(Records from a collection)
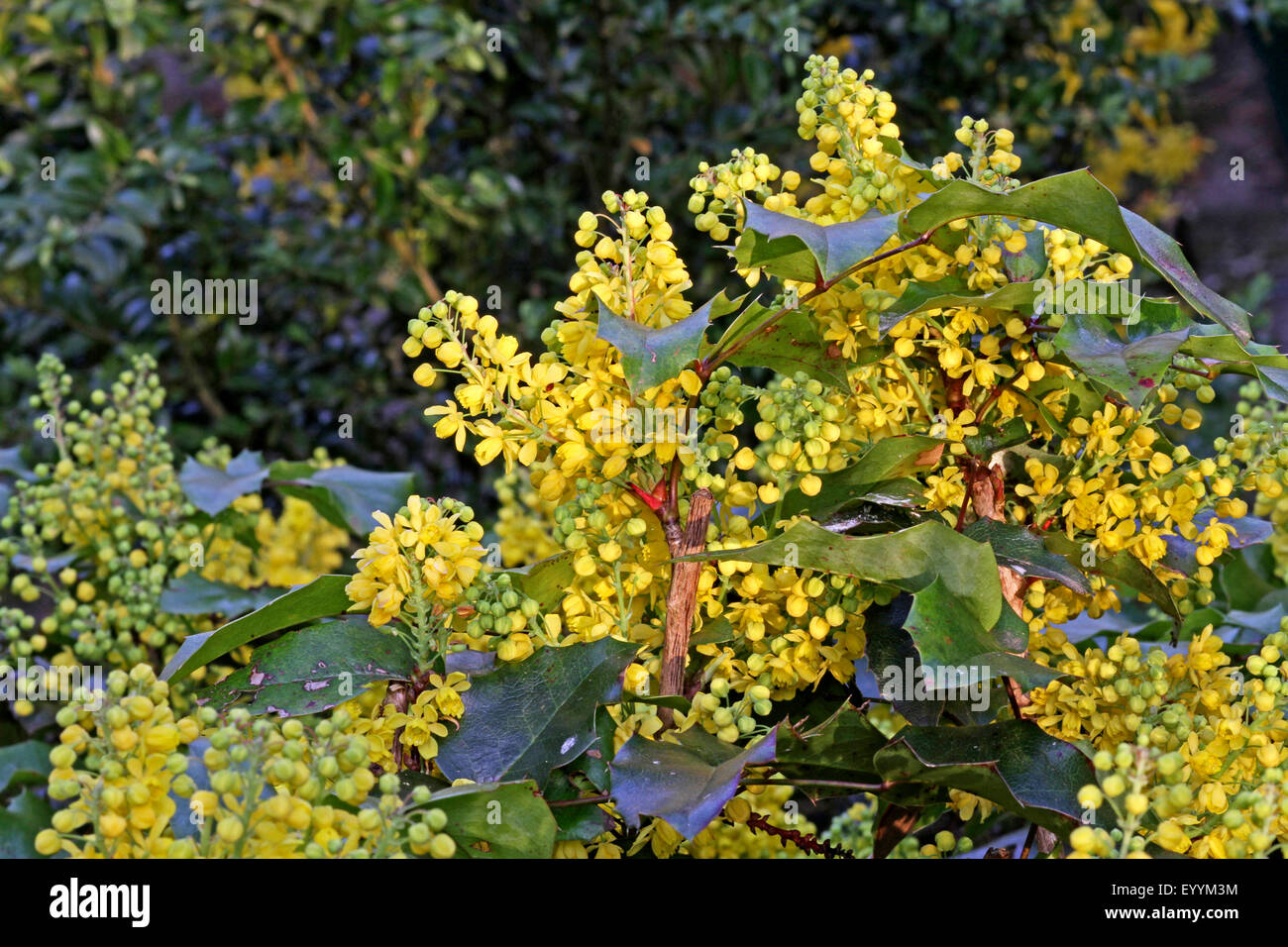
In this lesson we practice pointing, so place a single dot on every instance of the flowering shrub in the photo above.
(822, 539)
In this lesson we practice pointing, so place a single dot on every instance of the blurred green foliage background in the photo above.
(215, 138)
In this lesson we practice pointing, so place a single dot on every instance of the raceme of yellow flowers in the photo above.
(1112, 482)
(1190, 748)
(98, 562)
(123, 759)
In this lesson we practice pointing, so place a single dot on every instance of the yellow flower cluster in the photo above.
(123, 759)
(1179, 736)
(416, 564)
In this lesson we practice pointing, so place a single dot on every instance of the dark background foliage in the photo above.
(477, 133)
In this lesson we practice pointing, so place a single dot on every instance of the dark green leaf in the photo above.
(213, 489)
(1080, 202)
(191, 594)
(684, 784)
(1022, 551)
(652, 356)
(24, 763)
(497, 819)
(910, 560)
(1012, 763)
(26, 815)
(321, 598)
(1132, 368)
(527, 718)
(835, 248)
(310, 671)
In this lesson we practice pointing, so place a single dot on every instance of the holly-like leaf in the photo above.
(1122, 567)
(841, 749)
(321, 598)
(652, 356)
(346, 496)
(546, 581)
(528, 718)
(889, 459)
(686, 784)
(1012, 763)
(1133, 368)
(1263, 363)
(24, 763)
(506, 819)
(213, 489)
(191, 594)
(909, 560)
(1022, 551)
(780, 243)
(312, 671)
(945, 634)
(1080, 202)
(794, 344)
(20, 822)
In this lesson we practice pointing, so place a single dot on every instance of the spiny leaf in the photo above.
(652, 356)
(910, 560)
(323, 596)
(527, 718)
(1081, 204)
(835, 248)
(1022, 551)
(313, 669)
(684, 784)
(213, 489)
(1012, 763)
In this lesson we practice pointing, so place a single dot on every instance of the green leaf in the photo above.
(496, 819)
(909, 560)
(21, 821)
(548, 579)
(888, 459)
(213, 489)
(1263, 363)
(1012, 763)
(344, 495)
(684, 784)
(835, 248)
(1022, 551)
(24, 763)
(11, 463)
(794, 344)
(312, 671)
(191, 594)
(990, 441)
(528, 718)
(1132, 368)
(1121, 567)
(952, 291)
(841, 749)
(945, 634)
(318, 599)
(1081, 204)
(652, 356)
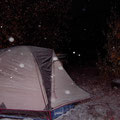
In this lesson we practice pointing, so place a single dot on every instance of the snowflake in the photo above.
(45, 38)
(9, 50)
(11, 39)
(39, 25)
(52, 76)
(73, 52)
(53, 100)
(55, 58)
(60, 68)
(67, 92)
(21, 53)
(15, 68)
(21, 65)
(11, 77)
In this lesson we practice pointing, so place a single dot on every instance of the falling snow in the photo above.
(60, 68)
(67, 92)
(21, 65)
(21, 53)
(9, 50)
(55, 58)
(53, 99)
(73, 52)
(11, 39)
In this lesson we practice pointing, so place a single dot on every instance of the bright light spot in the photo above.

● **Directions**: Quote every line above word for word, leaving out the pictures.

● **Exercise output**:
In this lesson we practice pointing, so place a single dot on every instance of the flowering shrub in the photo above.
(822, 539)
In this lesson we practice pointing, so place a single dot on every instance of the blurred green foliage background in the photo above.
(215, 138)
In this lesson we practice pointing, so place a single dot on every instance of the raceme of yellow flowers in the photo above.
(1112, 482)
(1190, 748)
(98, 562)
(123, 759)
In this lesson we practice pointing, so place a single dot on every instance of the yellow flower cluster in the photo above.
(123, 759)
(1179, 736)
(416, 564)
In this lesson we practice pointing, so place a single dot on every instance of the dark background foliage in the photo above.
(477, 133)
In this lesson we practice pointing, so place a single dot on every instance of the dark green leaf in the photo above.
(213, 489)
(1080, 202)
(191, 594)
(684, 784)
(1022, 551)
(652, 356)
(24, 763)
(497, 819)
(910, 560)
(1012, 763)
(26, 815)
(321, 598)
(1132, 368)
(527, 718)
(835, 248)
(310, 671)
In this lesson we practice pointing, so place a single dot on every instance of the holly-like leaf in the photo above.
(1122, 567)
(841, 749)
(321, 598)
(652, 356)
(346, 496)
(546, 581)
(528, 718)
(889, 459)
(686, 784)
(1012, 763)
(1133, 368)
(1263, 363)
(24, 763)
(506, 819)
(213, 489)
(191, 594)
(909, 560)
(1022, 551)
(780, 243)
(312, 671)
(945, 634)
(1080, 202)
(794, 344)
(20, 822)
In this lesson we practice pointing, so place a single dot on every instance of the spiny leaf in the photo above.
(652, 356)
(910, 560)
(323, 596)
(527, 718)
(1081, 204)
(835, 248)
(1022, 551)
(313, 669)
(684, 784)
(213, 489)
(1012, 763)
In this lesson we practice pointing, so place a single dot on every instance of the green leaf in the photo above.
(496, 819)
(909, 560)
(21, 821)
(548, 579)
(888, 459)
(213, 489)
(1263, 363)
(1012, 763)
(344, 495)
(684, 784)
(835, 248)
(1022, 551)
(24, 763)
(11, 463)
(794, 344)
(312, 671)
(191, 594)
(990, 441)
(528, 718)
(1132, 368)
(1121, 567)
(952, 291)
(841, 749)
(945, 634)
(318, 599)
(1081, 204)
(652, 356)
In this lesson we practice pointing, so place a single dot on every instance of the snowflake in the photo above.
(45, 38)
(9, 50)
(11, 39)
(39, 25)
(52, 76)
(73, 52)
(53, 100)
(55, 58)
(60, 68)
(67, 92)
(21, 53)
(15, 68)
(21, 65)
(11, 77)
In this lesson we practice pointing, so place a single dot on every instance of the falling snow in the photo above.
(60, 68)
(67, 92)
(21, 65)
(21, 53)
(9, 50)
(55, 58)
(53, 99)
(73, 52)
(11, 39)
In this lesson we practice pointing, so place a single dot on every instance of the bright light spot in the photo above.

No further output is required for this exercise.